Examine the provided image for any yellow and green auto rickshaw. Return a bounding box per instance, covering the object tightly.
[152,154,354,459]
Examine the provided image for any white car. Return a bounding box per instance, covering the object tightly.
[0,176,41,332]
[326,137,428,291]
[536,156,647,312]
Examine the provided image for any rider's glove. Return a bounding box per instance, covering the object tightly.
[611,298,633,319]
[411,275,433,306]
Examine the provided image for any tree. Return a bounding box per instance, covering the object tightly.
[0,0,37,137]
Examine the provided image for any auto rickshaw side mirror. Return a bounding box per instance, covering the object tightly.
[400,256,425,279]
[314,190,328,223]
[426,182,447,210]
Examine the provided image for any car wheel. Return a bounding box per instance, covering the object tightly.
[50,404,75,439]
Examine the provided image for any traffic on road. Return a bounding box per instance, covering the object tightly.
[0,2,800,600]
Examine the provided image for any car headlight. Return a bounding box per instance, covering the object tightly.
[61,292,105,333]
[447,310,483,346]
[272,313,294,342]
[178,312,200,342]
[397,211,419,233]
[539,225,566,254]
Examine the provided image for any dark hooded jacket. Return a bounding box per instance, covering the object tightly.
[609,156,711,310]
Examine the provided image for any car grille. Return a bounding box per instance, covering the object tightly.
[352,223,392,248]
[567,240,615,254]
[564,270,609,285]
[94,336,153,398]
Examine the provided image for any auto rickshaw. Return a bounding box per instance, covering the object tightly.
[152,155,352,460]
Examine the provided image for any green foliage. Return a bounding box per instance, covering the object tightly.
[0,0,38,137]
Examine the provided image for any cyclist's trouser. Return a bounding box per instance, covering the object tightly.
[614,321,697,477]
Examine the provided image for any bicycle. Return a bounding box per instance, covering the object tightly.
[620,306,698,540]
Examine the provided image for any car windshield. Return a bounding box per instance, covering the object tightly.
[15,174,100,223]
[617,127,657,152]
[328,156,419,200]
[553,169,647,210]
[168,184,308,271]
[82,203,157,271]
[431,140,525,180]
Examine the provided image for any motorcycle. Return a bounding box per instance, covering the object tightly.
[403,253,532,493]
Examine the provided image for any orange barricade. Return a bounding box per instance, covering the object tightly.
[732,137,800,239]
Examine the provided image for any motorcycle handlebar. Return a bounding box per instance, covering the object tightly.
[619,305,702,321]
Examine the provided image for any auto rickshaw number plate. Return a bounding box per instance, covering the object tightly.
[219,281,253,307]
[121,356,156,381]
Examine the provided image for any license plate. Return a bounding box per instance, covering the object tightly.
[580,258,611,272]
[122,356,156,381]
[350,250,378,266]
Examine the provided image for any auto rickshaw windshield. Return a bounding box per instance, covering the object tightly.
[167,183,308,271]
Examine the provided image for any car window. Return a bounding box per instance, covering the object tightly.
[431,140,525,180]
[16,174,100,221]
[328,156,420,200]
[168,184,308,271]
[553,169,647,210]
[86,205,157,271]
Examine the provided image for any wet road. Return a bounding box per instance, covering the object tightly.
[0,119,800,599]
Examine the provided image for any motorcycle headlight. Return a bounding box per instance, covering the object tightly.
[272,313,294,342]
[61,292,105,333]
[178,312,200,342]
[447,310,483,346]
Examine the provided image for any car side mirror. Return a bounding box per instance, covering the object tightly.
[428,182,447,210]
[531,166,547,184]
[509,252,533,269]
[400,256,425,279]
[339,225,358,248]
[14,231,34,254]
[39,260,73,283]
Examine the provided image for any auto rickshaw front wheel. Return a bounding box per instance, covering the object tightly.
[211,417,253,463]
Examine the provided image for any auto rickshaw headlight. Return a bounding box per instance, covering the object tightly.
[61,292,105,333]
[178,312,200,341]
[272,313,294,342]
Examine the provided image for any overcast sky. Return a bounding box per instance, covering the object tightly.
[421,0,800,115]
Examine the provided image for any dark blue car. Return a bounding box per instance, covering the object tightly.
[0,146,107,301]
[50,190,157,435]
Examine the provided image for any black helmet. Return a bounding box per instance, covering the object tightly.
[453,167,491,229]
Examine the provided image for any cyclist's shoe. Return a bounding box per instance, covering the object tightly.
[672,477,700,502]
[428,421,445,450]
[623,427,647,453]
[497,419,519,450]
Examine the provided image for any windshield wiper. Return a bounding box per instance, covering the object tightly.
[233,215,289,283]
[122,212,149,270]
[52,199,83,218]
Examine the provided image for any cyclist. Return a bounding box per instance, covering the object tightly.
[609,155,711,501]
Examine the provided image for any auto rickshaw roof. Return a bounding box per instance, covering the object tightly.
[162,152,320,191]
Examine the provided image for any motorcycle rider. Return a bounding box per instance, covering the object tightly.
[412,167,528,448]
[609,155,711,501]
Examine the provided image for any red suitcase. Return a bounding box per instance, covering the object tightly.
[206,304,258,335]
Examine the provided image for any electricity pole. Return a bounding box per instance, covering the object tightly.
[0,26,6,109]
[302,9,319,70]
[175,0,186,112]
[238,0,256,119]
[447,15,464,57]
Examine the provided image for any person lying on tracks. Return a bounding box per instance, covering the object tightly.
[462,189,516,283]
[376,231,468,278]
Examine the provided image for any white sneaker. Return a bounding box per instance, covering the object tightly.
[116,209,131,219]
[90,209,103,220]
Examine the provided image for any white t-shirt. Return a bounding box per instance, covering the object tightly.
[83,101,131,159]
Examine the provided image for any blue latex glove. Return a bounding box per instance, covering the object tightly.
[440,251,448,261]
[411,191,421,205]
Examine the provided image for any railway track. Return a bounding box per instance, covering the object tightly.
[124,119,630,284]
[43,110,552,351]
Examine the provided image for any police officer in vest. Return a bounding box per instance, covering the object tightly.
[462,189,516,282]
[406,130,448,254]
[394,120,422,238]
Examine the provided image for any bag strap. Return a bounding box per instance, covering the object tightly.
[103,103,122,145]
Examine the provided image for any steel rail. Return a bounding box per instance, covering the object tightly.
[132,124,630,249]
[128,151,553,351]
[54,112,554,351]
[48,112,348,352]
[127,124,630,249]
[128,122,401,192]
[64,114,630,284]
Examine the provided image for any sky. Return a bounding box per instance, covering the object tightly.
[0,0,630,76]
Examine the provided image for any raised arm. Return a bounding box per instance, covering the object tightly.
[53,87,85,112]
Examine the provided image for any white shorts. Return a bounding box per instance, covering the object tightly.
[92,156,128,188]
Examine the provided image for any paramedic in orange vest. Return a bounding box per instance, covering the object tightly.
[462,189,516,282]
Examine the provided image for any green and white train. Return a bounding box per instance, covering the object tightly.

########

Count the lines in the entries above that contain the string "mirror", matching case exactly. Give only the number.

2